Position annotation records

--------------------------------

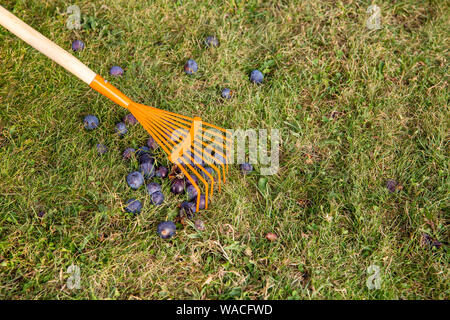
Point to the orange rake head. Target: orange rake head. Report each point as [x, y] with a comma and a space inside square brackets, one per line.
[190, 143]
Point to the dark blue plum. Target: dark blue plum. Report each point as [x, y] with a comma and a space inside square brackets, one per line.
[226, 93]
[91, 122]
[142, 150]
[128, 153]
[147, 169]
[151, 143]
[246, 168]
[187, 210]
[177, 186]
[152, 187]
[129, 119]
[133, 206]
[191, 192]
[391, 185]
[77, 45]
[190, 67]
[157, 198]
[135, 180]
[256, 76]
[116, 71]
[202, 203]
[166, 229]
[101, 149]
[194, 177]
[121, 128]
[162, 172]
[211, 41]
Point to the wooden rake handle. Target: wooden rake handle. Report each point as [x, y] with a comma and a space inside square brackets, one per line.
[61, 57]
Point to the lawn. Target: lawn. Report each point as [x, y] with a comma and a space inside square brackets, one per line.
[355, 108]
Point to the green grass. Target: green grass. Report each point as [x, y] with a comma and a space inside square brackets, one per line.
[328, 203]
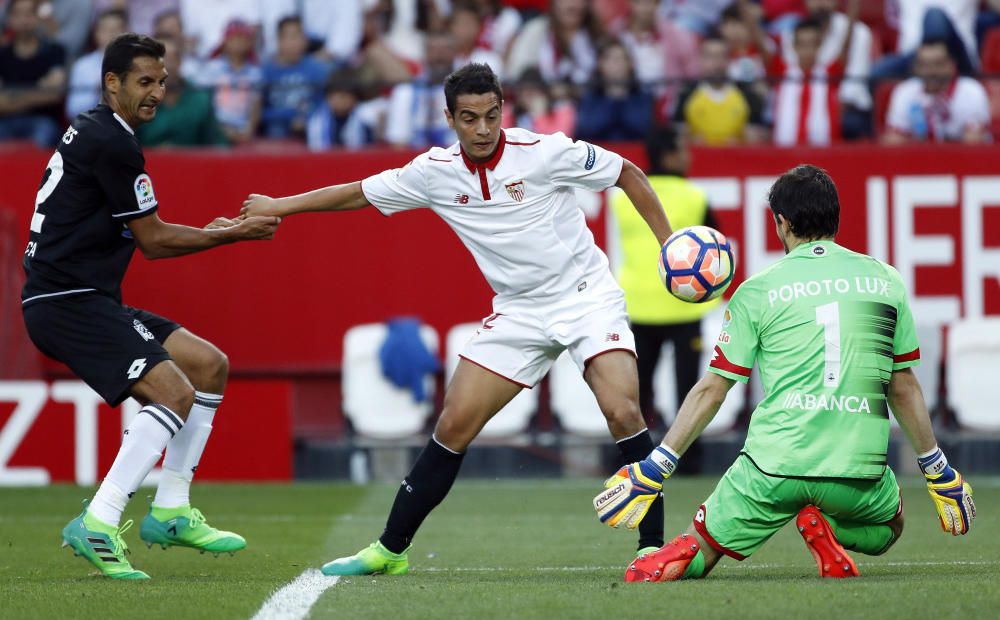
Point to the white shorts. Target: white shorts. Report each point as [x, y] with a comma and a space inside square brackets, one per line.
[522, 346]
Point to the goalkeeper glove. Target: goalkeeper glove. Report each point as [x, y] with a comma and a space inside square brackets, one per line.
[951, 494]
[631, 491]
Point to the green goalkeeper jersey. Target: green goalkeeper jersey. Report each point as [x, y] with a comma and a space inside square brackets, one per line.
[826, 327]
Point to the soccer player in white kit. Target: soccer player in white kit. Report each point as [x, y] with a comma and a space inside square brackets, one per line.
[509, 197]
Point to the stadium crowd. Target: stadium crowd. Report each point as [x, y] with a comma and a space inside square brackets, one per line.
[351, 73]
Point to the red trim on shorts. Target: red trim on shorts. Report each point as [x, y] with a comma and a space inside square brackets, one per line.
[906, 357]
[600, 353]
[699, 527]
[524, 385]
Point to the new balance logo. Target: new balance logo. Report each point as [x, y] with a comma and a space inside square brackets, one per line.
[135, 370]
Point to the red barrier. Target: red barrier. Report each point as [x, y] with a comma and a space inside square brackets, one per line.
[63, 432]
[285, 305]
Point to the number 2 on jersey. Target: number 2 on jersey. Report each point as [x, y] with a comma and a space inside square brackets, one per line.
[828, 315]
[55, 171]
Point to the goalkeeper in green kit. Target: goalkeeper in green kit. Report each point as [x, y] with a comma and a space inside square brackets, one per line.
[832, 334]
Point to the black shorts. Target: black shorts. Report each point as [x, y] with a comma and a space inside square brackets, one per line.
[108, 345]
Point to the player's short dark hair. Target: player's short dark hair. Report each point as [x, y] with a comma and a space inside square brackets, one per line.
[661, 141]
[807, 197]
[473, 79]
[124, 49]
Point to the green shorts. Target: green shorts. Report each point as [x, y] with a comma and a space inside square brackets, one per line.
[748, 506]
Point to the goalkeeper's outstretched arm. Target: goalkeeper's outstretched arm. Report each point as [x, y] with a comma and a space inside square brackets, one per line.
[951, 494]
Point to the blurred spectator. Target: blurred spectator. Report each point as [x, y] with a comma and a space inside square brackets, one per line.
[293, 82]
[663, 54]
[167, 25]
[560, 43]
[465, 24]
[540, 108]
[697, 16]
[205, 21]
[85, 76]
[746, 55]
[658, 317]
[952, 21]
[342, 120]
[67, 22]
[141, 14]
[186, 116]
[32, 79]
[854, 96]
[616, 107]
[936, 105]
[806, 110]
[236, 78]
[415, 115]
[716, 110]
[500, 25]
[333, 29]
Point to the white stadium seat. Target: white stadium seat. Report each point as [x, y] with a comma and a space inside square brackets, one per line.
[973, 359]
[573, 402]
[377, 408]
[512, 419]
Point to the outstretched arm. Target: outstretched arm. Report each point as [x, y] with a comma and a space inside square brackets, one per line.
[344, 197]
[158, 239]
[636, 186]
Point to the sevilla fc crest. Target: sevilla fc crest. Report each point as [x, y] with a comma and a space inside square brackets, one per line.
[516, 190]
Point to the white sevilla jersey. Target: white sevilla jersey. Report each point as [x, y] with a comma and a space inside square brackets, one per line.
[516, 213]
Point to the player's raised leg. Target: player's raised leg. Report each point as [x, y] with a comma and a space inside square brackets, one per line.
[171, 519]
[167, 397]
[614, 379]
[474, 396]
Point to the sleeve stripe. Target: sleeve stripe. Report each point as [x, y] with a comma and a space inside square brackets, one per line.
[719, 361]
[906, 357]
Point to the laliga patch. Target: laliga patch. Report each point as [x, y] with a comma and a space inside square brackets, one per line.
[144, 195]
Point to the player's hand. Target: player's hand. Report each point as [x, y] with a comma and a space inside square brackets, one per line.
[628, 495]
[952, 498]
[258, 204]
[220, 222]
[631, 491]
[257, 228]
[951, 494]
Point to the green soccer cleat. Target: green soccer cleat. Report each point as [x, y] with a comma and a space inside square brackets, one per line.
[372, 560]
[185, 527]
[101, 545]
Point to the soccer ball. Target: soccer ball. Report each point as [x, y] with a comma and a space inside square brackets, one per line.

--------------------------------

Quote, without any change, each line from the one that contains "Point to the player's hand." through the end of the material.

**Response**
Point to the player's hand. Target: player's hand. Report each point as [x, y] with a comma and a space inside square brackets, one per line.
[628, 495]
[952, 498]
[258, 204]
[220, 222]
[631, 491]
[257, 228]
[951, 494]
Point to the green soccer cleat. Target: green soccer cleat. Report each point as [x, y] with a comma and a space inside square brackets, one per line.
[372, 560]
[185, 527]
[101, 545]
Point to the soccer ball. Target: soccer ball. Report each point as [x, y] with a comma and a space inside square brackets, one per line.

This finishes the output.